## Aim
Echo back every one of the rows below word for word, changing and omitting nothing.

'''

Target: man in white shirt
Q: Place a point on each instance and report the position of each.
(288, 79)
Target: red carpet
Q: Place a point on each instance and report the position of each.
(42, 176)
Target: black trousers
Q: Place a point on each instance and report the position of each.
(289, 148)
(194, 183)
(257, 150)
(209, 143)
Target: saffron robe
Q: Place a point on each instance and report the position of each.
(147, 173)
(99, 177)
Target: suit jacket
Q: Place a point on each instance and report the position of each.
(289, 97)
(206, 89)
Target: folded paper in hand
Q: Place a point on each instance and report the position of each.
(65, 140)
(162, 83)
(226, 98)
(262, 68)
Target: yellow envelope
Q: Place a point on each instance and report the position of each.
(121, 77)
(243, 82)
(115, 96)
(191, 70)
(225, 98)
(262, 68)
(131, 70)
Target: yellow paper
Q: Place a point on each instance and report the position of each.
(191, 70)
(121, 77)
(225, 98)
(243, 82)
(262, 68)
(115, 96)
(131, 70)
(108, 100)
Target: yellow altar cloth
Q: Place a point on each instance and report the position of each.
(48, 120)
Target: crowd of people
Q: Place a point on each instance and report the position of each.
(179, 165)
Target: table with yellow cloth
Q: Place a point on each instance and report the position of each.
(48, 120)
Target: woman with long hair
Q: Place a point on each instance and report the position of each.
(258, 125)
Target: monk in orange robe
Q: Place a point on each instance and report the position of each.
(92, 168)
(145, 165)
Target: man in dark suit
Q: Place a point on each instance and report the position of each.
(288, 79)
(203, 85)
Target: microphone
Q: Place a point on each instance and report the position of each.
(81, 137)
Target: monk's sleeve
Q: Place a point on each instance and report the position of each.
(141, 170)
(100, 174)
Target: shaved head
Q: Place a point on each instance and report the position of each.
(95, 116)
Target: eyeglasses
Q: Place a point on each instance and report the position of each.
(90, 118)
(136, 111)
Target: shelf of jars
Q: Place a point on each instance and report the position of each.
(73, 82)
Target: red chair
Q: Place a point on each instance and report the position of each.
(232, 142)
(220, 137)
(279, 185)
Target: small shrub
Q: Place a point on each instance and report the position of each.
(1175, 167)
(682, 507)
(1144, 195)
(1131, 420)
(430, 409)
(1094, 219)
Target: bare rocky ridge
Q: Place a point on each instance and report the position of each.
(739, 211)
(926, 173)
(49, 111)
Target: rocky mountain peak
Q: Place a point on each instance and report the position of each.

'''

## Reply to the exercise
Target: man in white shirt
Q: Place a point on each instance and report the position of each.
(288, 79)
Target: red carpet
Q: Place a point on each instance and report the position of each.
(42, 176)
Target: black trousers
Q: Place a point on each instance and report the position of each.
(289, 148)
(194, 183)
(257, 150)
(209, 143)
Target: saffron robe
Q: Place a point on each instance and report the position of each.
(147, 173)
(99, 177)
Target: suit jacket
Q: Place a point on each instance and report the position of each.
(289, 97)
(206, 89)
Target: folded paper in hand
Q: Place a point on each instance and report the position of each.
(65, 140)
(162, 83)
(226, 98)
(262, 68)
Target: yellow envelope
Q: Place a point on each instance and report the position of each.
(121, 77)
(243, 82)
(115, 96)
(191, 70)
(225, 98)
(262, 68)
(131, 70)
Target: yellow paper
Q: Place a point on each instance and report the position of each.
(191, 70)
(121, 77)
(225, 98)
(243, 82)
(262, 68)
(115, 96)
(131, 70)
(108, 100)
Target: yellow altar cloth
Q: Place a point on each instance and report the position of each.
(48, 120)
Target: crowd of people
Q: Place a point on each instance and report the position of each.
(179, 165)
Target: table with yellow cloth
Q: Place a point on each instance and report the position of each.
(48, 120)
Target: woman with long hair
Q: Place a point on each instance and report the position of each.
(258, 125)
Target: monk in orange robe
Q: Place a point on each instance and report the position of each.
(92, 168)
(145, 165)
Target: man in dark suit
Q: Place a point on each instance and report the position of each.
(288, 79)
(203, 85)
Target: microphone
Q: Place a point on each instance and report the position of each.
(81, 137)
Target: monk's sleeve
Q: Place a point on each instance and report the position of each.
(141, 170)
(100, 174)
Target: shaved head
Q: Place a point on each instance and report the position of each.
(95, 116)
Target: eyeglasses
Q: Place a point on each instance and report the position of each.
(90, 118)
(136, 111)
Target: shelf of jars
Q: Place a point on each instance and report the position of each.
(73, 82)
Target: red chair
Q: Place a point on each instance and report the position of each.
(232, 142)
(220, 137)
(279, 185)
Target: small shrub
Q: Place a point on each instance and report the position of each.
(1175, 167)
(682, 507)
(1144, 195)
(1131, 420)
(430, 409)
(1094, 219)
Target: bare rocky ridge
Q: Place a point on each instance and report the position of each.
(739, 211)
(926, 173)
(49, 111)
Target: rocky mountain peak
Q: Place a point on each instance and report the position of each.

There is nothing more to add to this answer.